Lo que los años siguientes, mejor dicho, sexenios siguientes, veríamos, sería la telenovela para la que ninguna historia televisiva nos preparó. Fue a finales de 2008 que México vería el inicio de una telenovela auspiciada por los flancos que dirigían entonces todo lo que social, política y religiosamente ocurría en el país. Después de una serie de dificultades técnicas que incluyeron la anulación de un matrimonio religioso, tuvimos a la casi reina de las telenovelas mudándose a Los Pinos y la interrogante saltó entre los curiosos: ¿sería nuestra prota el equivalente a Eva Perón? Porque hay que decirlo: al menos en México, el papel de las primeras damas nunca ha destacado lo suficiente, probablemente por ese machismo latente que todavía deambula y controla las principales avenidas del país.

Yo, francamente —lo acepto con pesar— sí llegué a alimentar ciertas esperanzas. Es decir, se me habían enunciado las capacidades de aquella personalidad “todo lo puedo” con bombo y platillo, que resultaba lógico esperar a la aguerrida Gaviota dándolo todo por los desamparados, por la clase trabajadora, quizá promoviendo iniciativas educativas o culturales dada su formación y trabajos previos. Era, por así decirlo, el acercamiento de la política con el arte más fuerte que hasta entonces se había llevado a cabo, al menos desde el interior de las paredes de Los Pinos.

▶ [Filas listadas]:
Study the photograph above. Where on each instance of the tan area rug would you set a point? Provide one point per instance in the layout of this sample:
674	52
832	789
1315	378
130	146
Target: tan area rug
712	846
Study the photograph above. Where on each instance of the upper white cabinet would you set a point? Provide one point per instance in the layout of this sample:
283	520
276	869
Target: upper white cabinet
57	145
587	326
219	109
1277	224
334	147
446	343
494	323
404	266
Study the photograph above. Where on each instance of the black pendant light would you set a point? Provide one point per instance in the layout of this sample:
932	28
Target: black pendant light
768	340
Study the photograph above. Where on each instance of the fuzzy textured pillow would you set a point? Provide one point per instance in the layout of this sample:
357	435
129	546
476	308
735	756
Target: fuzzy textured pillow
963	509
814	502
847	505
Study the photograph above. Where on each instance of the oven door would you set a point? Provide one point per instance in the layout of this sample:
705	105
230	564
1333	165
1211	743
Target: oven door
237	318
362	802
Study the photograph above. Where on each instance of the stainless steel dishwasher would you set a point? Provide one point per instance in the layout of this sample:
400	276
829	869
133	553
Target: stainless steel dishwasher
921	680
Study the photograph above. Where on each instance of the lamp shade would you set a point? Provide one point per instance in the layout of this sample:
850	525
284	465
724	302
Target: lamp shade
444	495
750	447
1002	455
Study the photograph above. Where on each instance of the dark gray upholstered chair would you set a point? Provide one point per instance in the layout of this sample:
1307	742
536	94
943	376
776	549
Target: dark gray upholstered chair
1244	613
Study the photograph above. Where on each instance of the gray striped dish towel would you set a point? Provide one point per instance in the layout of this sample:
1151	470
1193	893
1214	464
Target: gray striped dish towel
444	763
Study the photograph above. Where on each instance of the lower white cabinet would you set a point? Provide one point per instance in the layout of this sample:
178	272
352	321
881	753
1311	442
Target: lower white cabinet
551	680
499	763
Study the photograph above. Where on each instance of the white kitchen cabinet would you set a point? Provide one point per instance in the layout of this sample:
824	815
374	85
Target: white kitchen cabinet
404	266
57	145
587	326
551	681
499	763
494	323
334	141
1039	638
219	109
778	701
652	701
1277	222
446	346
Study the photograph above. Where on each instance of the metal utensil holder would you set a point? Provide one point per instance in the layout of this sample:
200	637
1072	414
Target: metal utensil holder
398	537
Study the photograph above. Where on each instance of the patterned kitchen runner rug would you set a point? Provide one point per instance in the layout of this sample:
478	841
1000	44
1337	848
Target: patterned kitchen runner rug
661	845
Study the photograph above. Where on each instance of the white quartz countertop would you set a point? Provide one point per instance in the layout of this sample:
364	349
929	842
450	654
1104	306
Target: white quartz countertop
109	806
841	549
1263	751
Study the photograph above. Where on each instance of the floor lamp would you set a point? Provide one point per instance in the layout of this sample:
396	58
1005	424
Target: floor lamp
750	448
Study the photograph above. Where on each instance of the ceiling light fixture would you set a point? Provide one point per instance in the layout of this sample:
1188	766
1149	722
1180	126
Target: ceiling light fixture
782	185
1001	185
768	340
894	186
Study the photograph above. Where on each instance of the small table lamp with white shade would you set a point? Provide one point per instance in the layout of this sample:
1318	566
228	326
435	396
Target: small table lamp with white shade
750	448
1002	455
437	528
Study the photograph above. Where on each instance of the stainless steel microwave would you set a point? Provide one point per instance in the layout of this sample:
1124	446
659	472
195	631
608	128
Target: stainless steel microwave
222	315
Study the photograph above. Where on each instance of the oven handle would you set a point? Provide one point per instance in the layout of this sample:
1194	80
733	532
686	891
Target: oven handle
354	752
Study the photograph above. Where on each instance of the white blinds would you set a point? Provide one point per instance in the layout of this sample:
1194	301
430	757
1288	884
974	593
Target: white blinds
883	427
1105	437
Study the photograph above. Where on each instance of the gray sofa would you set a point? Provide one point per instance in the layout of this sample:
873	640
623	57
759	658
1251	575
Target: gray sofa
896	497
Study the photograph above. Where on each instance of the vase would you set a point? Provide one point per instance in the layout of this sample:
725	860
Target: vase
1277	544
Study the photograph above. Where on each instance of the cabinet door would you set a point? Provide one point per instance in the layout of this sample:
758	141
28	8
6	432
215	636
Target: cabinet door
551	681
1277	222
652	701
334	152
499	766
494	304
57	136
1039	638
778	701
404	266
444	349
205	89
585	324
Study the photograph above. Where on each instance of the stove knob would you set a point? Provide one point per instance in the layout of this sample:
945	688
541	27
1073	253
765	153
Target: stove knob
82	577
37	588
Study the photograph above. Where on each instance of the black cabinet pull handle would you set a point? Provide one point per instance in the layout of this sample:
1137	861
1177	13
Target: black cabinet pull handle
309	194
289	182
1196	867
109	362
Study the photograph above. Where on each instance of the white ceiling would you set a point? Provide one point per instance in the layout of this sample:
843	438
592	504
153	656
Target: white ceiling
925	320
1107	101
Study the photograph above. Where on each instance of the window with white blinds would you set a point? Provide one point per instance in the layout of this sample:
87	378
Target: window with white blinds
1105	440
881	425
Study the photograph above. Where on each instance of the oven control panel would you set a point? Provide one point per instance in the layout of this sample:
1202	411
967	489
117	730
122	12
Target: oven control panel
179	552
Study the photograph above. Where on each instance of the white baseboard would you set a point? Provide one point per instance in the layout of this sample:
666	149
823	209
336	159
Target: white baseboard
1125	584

▶ [Qué producir]: Escribe lo que sigue del texto sobre la primera dama en Los Pinos, empezando después de su última oración.

▶ [Resultado final]:
Era el momento de romper el molde con el que las primeras damas se habían movido: apenas con autonomía y personalidad propias, llevando la presencia femenina más allá de lo que entonces lo habían hecho las anteriores, como dije, moldeadas por la mano masculina y guiadas entre las sombras, donde su personalidad propia no incomodase a nadie, ni porque sonara mucho ni porque callara demasiado. Siendo siempre una especie de personaje de apoyo al que había que desempolvar para las siempre necesarias notas de color que buscan promover sentimientos que en un presidente no son bien vistos, porque como todos sabemos, la gallardía y el liderazgo —idearios machistas— parecieran no compaginar con la empatía, sentimiento más afín al ideario femenino donde otras cualidades son vistas como debilidades.

Lo que vimos durante aquel insufrible sexenio no fueron iniciativas, sino números, más bien cifras sobre lo que costaba al erario público cada vuelo de nuestra prota a lugares como Miami, con un séquito que incluía familiares y amigos. Y no lo digo yo, lo dicen las investigaciones que salieron puntualmente en portales de noticias como Aristegui.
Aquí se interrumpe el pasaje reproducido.